• [Task to complete]:
What is the number of lines in these records with "below" in them? Answer with that number only.

• [Information provided]:
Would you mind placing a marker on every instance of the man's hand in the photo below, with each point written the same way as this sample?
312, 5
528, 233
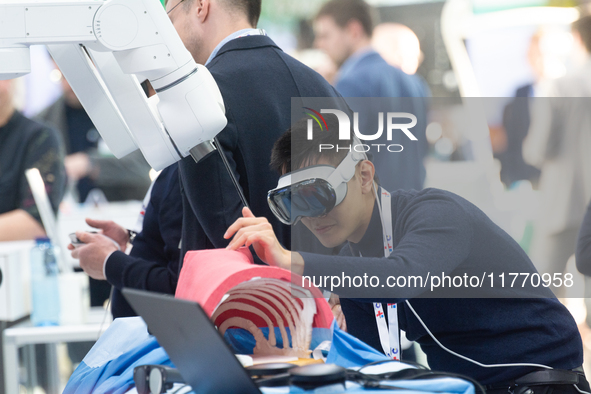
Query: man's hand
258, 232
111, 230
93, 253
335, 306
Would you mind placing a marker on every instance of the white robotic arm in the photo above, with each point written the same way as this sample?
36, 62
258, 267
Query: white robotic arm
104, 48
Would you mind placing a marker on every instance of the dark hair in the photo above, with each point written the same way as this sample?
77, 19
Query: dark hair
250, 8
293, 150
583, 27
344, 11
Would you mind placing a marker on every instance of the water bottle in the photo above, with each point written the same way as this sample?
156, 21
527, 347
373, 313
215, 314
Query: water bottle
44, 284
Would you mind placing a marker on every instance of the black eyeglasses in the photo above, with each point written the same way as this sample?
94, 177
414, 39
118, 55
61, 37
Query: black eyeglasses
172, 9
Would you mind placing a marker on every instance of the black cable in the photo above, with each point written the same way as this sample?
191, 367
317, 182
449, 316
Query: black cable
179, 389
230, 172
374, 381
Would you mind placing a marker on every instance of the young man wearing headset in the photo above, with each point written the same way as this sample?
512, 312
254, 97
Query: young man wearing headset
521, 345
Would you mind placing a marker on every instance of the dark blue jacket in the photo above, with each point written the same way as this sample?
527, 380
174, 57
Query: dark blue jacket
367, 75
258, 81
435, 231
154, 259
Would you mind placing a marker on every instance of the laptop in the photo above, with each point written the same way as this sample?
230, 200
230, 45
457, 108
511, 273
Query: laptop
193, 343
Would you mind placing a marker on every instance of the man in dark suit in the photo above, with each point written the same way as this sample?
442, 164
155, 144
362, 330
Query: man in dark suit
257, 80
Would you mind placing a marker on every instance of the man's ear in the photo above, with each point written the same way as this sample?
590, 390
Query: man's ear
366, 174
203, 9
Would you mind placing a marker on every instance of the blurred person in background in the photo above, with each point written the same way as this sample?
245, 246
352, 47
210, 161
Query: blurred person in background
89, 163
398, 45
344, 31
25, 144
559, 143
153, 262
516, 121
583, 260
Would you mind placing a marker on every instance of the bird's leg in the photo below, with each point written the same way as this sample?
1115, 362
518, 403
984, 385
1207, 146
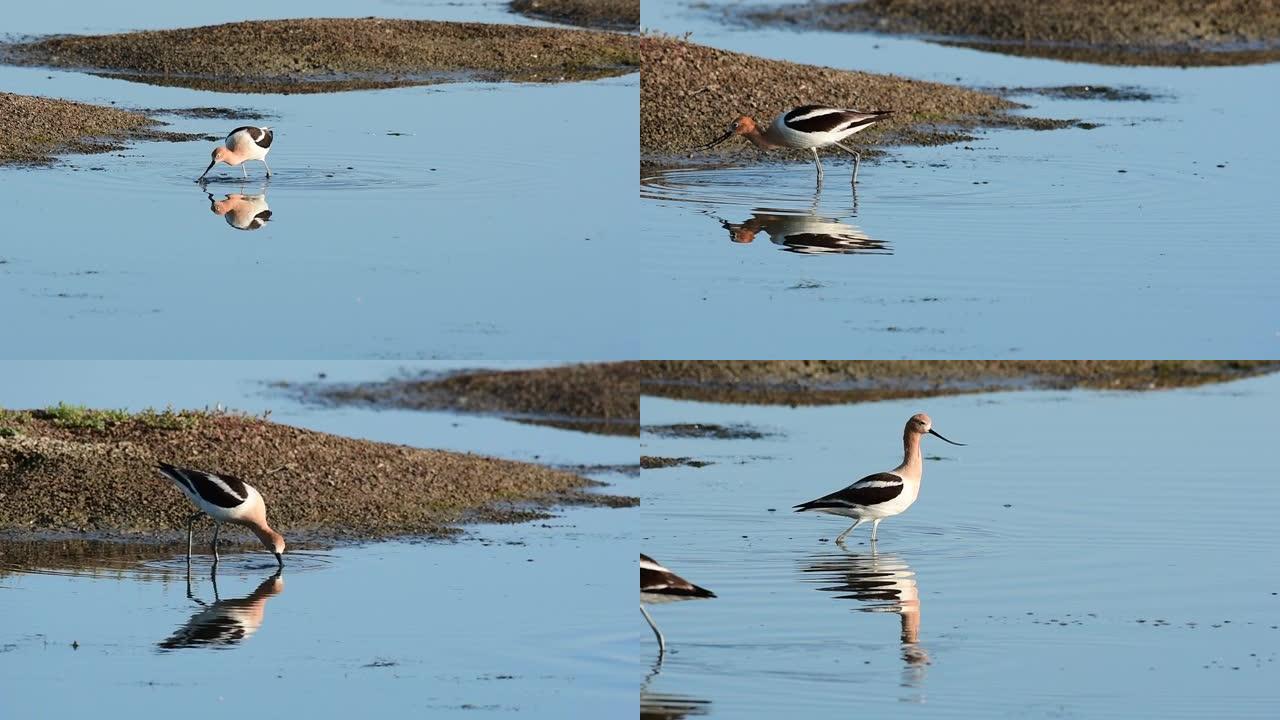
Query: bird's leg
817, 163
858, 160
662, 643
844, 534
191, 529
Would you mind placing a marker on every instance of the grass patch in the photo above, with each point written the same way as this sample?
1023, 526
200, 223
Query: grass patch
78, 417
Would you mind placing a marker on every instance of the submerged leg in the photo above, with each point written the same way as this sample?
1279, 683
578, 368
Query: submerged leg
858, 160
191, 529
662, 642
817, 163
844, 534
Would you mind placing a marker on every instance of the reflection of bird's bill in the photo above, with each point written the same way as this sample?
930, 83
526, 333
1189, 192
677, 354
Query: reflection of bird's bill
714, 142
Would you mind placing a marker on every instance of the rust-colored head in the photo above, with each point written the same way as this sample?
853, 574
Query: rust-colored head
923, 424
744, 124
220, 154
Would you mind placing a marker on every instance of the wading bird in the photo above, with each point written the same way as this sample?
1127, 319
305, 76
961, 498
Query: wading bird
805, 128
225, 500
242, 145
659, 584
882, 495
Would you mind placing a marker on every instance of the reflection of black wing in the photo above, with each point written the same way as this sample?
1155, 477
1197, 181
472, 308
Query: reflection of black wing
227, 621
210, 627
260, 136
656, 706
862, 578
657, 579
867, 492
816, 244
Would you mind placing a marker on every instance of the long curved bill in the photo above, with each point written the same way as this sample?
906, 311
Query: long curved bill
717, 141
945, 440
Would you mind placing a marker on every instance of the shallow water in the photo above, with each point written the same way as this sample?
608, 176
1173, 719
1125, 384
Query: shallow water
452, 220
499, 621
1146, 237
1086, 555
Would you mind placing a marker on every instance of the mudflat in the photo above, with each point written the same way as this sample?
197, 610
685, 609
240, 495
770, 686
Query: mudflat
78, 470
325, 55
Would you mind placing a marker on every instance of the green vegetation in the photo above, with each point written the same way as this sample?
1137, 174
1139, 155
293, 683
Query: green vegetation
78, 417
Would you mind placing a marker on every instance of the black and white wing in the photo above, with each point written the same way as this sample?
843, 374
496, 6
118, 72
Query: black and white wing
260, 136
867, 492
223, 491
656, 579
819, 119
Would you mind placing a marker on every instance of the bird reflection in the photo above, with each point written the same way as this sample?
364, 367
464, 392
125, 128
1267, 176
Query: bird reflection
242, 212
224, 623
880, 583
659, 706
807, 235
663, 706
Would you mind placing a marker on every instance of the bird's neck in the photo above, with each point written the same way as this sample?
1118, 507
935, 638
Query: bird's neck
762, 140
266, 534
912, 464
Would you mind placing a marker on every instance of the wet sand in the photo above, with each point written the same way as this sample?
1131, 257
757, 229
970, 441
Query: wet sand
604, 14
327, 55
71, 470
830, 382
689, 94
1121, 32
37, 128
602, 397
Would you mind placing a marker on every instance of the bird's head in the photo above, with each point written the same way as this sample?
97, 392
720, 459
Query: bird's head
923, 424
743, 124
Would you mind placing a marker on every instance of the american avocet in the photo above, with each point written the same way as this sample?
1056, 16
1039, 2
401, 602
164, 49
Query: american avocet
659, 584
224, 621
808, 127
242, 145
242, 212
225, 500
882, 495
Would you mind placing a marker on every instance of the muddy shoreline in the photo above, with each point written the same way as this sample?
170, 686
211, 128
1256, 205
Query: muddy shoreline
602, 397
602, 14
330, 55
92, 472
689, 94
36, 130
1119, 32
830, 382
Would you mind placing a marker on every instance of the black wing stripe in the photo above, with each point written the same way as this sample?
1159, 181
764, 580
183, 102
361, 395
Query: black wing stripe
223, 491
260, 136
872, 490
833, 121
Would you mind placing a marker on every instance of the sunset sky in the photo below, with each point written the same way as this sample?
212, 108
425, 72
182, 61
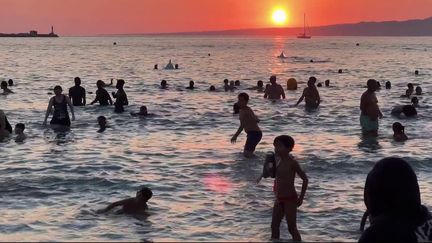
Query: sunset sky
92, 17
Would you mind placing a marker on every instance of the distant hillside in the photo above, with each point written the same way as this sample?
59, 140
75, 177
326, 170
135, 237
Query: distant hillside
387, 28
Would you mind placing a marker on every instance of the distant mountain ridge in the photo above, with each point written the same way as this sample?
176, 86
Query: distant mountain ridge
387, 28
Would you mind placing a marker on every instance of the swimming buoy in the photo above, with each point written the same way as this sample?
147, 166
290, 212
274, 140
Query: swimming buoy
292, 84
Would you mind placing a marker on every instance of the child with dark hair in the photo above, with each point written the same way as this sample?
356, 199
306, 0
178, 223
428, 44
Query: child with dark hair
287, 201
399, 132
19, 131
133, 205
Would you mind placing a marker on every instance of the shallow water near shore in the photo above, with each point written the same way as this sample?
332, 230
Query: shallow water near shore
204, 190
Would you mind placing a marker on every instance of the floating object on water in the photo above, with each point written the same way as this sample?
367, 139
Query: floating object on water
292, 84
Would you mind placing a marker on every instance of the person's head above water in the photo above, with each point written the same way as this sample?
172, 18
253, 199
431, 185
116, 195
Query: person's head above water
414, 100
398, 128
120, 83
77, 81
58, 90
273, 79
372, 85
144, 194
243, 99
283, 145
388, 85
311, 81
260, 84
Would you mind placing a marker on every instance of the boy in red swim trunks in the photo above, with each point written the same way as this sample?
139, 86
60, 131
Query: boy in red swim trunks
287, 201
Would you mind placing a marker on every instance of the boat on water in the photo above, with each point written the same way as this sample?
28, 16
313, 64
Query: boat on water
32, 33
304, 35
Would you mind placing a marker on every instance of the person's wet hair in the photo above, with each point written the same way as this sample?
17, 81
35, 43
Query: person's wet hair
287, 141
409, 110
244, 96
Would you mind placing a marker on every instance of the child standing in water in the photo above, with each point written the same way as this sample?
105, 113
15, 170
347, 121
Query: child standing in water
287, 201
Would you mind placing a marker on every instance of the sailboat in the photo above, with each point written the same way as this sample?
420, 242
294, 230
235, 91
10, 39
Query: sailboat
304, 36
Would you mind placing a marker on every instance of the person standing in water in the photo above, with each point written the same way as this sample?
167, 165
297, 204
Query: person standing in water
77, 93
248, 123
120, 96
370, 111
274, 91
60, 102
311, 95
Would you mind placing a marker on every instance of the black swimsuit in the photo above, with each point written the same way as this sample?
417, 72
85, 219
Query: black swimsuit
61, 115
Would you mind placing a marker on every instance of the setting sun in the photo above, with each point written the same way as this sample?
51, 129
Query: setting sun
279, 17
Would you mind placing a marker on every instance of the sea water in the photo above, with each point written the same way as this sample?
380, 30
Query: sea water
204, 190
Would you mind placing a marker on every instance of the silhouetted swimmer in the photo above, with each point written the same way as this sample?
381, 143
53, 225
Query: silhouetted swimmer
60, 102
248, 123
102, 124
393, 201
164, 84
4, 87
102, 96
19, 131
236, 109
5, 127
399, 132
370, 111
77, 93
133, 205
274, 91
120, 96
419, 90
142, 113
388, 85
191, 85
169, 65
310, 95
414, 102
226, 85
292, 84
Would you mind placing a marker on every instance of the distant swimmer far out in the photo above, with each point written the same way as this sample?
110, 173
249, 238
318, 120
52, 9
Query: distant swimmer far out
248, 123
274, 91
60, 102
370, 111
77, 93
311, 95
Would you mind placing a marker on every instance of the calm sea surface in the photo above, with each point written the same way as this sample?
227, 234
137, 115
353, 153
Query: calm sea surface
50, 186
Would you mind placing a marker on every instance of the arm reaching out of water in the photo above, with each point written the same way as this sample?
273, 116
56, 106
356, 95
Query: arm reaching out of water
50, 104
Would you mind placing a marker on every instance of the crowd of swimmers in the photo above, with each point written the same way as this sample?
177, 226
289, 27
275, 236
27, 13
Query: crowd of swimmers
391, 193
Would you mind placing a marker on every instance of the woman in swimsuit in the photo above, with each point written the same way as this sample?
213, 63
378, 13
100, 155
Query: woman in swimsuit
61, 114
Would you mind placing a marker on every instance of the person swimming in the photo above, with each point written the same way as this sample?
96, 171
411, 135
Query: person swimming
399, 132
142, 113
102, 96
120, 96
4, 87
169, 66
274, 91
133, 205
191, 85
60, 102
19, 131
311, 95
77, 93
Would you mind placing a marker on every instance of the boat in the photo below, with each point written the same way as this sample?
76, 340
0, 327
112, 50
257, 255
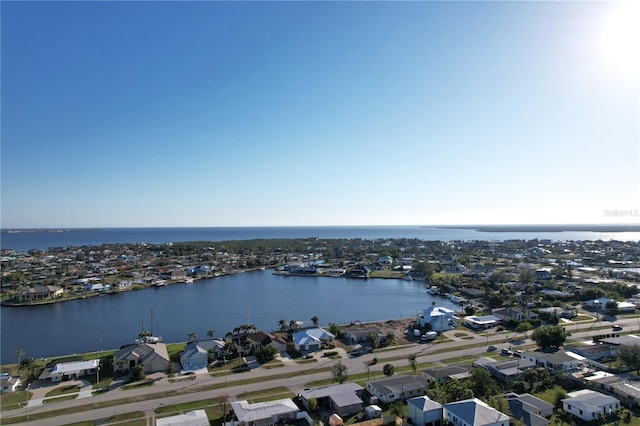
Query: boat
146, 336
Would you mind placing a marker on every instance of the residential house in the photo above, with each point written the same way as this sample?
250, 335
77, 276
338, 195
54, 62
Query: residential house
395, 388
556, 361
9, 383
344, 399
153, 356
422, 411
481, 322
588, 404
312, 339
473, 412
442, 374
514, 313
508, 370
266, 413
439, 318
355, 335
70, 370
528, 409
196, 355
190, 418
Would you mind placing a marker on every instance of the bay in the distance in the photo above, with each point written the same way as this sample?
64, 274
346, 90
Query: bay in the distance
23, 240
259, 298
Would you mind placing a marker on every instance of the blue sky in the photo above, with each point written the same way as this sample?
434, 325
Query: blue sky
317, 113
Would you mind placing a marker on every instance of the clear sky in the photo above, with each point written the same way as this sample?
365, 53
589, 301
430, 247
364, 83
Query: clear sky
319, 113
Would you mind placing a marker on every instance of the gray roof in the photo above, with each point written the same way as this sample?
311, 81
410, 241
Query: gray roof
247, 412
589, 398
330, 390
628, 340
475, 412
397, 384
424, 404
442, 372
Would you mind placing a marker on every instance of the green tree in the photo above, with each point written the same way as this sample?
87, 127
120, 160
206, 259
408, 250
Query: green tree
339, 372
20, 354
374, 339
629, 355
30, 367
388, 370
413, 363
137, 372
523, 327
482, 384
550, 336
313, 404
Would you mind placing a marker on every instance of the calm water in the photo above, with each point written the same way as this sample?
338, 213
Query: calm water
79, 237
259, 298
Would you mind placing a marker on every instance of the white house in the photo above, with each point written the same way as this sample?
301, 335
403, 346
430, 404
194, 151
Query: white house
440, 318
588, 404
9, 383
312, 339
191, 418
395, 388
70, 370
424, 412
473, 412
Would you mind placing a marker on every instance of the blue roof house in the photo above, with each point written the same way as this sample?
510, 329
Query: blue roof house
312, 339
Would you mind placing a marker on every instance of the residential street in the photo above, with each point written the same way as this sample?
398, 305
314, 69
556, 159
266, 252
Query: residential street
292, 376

• [Task output]:
4